• **Extrait de page**:

# # # # #

Quand Facebook aura tué les sites d'information en ligne


Raphaël Cosimano / Rédacteur en chef de Gustave & Rosalie
 
 
La fin des sites web d'information n'est plus un mythe. Les médias pourraient totalement basculer, d'ici peu, sur Facebook. Il est urgent que les journaux en ligne se mettent à «penser réseaux sociaux».
 
Imaginez un banal matin du mois de novembre 2020. Vous vous réveillez, allumez votre ordinateur et vous connectez à Internet pour savoir si Donald Trump a été réélu. L’angoisse. Exactement comme quatre ans plus tôt. Sauf que, cette fois-ci, ce n’est pas sur Chrome ou Firefox que vous cliquez, mais directement sur une icône Facebook. Nous n’avons pas encore changé de décennie et Mark Zuckerberg a réussi son pari : engloutir quasiment tout Internet. 
Nostalgique, vous repensez aux années 10 (2010 donc) et vous souvenez que tout a commencé avec les vidéos en natif sur Facebook. Celles qui ont tué YouTube. Puis il y a eu les «Instant Articles». Préférant assurer leur survie à court terme, les médias, en difficulté, ont choisi le «tien» plutôt que les deux «tu l’auras» que, de toute façon, personne ne leur proposait. 
Désormais, si vous êtes un média d’information ou un créateur de contenu, vous n’avez plus de site web et n’existez plus que sur les réseaux sociaux. Surtout sur Facebook. Les gens n’ont pas besoin de cliquer : votre contenu est hébergé à 100 % sur la plateforme. 

Médias apatrides 

 

Des pages et des pages ont déjà été écrites sur ce que cette révolution escorte de dangereux. Concentrons-nous donc plutôt sur une réflexion dépassionnée. D’abord, en posant une base claire : s’il n’existe que sur les réseaux sociaux, le média du futur sera, de fait, un peu apatride. Comprendre qu’il n’aura plus de pays (son site web), mais seulement une petite ambassade (sa page Facebook), difficilement distinguable des autres.

Et qui dit apatride, dit perte d’identité. Les médias (et les créateurs de contenus de façon plus générale) n’auront plus de socle, de fondation, et n’existeront que par leurs publications. C’est elles que les utilisateurs récompensent ou condamnent à longueur de journée. Vous vous souvenez peut-être des trois dernières vidéos qui vous ont marqué sur Facebook. Pas forcément de leur source. 

Convaincre en cinq secondes

 

La disparition prochaine des sites web va donc donner de nouvelles responsabilités (ou obligations) aux créateurs de contenus. En effet, chacune de leurs publications définira totalement l’identité du média. Il va donc falloir se différencier en très peu de place, très peu de caractères, très peu d’idées et en respectant le format de la plateforme choisie.

# # # # #

• **Entrées**:

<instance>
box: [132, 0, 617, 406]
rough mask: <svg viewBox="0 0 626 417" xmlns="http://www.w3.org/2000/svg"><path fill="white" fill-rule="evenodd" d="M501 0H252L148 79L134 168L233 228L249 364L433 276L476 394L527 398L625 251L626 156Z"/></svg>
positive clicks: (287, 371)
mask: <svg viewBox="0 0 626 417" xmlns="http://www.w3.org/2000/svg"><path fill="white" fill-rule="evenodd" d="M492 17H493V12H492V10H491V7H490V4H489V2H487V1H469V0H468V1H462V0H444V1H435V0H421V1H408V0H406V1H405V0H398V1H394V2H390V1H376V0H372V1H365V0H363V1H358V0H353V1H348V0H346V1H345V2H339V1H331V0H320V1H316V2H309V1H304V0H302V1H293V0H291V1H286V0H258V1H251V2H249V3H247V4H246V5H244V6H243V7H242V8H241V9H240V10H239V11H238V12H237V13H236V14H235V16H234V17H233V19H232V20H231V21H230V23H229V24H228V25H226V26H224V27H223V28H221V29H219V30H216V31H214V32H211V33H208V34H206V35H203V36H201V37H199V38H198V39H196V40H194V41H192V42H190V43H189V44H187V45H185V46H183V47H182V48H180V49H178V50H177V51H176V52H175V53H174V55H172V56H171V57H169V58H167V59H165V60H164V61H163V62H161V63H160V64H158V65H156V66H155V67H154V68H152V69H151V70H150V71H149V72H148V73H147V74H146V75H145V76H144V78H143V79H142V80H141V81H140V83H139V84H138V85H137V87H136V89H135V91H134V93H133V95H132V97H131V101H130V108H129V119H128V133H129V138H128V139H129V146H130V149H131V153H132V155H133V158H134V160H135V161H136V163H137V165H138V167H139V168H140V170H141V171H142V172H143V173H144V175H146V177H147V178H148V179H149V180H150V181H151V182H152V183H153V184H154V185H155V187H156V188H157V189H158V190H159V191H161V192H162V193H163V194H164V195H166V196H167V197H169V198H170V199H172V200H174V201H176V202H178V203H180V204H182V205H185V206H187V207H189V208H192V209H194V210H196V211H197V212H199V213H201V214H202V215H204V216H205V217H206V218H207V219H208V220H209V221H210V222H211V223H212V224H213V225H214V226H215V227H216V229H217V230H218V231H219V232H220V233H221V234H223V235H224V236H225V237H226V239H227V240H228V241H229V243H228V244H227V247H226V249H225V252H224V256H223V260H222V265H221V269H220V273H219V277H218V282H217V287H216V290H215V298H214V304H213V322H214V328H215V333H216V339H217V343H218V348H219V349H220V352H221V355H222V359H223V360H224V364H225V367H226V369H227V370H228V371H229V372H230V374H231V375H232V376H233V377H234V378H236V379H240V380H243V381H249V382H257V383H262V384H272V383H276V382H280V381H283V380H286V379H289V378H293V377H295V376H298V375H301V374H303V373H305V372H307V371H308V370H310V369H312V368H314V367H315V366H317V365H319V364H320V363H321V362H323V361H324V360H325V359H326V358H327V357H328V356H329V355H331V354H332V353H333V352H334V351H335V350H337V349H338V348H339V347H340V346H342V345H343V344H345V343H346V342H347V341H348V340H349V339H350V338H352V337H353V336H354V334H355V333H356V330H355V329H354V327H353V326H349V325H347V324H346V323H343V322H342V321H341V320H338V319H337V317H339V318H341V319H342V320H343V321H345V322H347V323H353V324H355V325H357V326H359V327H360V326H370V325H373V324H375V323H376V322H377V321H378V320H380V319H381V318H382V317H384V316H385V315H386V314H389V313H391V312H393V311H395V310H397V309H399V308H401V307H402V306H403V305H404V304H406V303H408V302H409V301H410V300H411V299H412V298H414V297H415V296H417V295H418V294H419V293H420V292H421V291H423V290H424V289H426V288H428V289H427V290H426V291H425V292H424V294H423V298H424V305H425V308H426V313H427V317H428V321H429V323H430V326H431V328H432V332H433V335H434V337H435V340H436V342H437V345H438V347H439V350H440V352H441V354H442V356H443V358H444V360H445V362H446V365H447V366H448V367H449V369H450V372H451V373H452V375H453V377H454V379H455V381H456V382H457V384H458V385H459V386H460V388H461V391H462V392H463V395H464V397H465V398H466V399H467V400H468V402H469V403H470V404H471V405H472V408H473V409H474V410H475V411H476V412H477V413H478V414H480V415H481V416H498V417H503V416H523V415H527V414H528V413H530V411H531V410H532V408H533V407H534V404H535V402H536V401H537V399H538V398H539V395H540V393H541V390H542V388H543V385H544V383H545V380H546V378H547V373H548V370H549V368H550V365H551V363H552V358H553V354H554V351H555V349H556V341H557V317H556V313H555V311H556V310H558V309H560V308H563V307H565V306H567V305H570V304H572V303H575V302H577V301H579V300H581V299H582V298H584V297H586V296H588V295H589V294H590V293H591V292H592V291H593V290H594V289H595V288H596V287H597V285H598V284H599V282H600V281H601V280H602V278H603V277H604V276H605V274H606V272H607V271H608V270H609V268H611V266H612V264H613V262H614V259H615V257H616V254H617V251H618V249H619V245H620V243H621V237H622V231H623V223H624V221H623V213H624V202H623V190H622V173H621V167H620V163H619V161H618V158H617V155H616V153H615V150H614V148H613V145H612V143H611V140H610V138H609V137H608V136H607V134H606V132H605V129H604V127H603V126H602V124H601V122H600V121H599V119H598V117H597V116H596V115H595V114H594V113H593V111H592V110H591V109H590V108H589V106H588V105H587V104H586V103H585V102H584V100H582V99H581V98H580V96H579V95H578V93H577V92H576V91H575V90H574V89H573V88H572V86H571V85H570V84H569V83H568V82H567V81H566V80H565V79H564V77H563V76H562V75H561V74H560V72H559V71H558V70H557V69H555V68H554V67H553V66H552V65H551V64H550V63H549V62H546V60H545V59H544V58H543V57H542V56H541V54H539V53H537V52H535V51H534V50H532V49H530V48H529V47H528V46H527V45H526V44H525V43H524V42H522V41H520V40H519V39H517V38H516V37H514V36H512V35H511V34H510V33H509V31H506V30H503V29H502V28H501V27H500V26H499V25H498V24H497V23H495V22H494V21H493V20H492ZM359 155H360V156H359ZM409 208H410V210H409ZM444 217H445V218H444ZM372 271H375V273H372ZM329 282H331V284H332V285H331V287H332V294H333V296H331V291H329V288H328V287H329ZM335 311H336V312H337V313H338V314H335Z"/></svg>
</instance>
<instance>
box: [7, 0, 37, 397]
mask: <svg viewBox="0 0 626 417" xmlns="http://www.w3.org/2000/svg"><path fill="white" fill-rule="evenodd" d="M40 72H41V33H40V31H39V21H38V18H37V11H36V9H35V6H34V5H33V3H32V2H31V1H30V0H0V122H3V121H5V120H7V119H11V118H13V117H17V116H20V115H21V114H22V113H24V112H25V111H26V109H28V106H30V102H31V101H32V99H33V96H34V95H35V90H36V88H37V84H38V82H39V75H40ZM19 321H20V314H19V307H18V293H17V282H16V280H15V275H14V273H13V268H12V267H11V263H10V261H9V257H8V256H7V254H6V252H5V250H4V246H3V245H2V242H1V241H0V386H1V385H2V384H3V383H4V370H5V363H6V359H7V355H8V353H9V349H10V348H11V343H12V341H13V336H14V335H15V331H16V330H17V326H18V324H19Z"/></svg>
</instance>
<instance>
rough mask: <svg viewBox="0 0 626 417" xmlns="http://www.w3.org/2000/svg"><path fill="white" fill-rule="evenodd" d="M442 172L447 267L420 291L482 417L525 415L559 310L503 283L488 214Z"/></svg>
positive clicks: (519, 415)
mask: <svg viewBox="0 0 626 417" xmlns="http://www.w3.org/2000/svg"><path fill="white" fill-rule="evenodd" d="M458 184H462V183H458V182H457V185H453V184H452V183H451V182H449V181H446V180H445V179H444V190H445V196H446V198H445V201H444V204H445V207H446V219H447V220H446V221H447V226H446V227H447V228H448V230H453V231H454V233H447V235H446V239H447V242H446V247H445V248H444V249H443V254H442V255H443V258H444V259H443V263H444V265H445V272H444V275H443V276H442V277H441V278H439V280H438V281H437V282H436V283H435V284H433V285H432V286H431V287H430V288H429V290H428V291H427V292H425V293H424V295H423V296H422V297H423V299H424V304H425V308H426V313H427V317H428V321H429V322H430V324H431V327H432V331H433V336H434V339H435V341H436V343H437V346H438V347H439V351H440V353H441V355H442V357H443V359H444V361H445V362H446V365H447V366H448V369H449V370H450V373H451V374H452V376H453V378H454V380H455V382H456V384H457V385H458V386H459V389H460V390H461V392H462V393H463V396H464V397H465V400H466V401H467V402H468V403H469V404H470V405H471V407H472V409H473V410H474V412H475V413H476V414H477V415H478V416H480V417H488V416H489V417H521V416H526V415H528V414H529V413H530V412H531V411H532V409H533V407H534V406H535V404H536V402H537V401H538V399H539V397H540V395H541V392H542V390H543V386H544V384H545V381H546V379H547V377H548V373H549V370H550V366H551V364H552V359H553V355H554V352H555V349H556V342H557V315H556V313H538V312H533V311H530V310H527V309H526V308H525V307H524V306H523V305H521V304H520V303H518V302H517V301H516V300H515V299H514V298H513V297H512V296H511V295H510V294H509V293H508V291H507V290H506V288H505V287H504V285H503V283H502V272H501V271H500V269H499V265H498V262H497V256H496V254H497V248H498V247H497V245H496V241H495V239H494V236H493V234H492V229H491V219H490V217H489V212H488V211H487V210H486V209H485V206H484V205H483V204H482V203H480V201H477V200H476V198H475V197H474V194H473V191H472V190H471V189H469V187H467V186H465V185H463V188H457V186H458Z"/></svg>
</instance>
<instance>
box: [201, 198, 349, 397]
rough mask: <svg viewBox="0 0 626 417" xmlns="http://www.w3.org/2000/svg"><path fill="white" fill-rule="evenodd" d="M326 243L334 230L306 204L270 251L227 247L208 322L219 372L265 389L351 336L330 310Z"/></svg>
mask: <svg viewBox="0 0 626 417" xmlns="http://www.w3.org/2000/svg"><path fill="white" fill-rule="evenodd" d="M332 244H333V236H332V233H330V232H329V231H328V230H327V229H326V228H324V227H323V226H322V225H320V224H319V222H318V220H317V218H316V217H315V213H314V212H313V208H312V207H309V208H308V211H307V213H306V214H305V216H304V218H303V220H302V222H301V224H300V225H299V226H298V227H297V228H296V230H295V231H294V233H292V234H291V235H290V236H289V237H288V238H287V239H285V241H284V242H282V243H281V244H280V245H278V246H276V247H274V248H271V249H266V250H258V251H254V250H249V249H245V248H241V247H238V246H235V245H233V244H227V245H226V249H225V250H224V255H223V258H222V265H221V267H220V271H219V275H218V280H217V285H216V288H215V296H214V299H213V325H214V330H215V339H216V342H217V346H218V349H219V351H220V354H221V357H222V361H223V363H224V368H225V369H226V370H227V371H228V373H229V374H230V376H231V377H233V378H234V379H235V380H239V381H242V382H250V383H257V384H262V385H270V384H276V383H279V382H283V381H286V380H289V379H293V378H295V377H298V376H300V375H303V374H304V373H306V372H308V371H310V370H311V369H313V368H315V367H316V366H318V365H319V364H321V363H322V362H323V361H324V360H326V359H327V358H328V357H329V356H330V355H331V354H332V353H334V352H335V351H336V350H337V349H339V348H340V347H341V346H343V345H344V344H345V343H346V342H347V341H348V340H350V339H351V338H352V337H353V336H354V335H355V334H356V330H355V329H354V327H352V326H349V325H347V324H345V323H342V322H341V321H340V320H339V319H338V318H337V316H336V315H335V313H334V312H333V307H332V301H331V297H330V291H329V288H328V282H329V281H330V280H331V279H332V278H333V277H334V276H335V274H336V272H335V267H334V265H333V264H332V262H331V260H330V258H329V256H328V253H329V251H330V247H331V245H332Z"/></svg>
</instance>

# # # # #

Prolongez le texte sur la disparition des sites d'information en ligne au-delà de sa dernière phrase. Les entrées n'ont aucun rôle à jouer ici.

De la même façon qu’une chanson espérant passer en radio doit, absolument, proposer un refrain dans les trente premières secondes, une vidéo sur Facebook devra, forcément, trouver un moyen de convaincre l’utilisateur d’arrêter de scroller sur son newsfeed dans les cinq premières secondes. La forme engendrera le fond.
Car, que l’on parle de Facebook, d’ Instagram, de Twitter, de Medium ou de Snapchat, il est tout à fait possible de reconnaître les vertus et les spécificités de chacun de ces réseaux, tout en les reconnaissant pour ce qu’ils sont : des marketplaces (les sites de vente en ligne) de l’attention. Cette attention, aujourd’hui précieuse, sera, demain, inestimable. 

Quinze Unes par jour

 

Un média souhaitant rencontrer le succès devra donc accorder beaucoup de concentration à chacune de ses prises de parole. Si on veut voir les choses de façon optimiste (et rien ne l’interdit aujourd’hui), on peut même penser que cette existence sur le fil forcera les créateurs de contenus à produire mieux (quitte, peut-être, à produire moins ?). 
Dans un «newsfeed» qui décide de la vie ou de la mort d’un post en moins de quelques heures, chacune des publications d’un média devra être pensée comme la une d’un journal à grand tirage.
Une page Facebook classique tournera donc à quinze Unes par jour et Facebook sera, plus que jamais, ce qu’il a en réalité toujours été : un kiosque à journaux numérique qui ne vendrait que des premières pages. 
Heureusement, le «clickbait» (les pièges à clics) ne sera pas éternel , la «no-bullshit generation» (la classe d'âge qui veut rompre avec l'enfumage) commence déjà à en voir les ficelles. Les créateurs de contenus qui s’en sortiront le mieux en 2020 seront ceux qui ont déjà commencé aujourd’hui à s’appliquer la règle suivante : chaque contenu doit être produit avec la même attention et la même ambition que la une d’un journal émérite.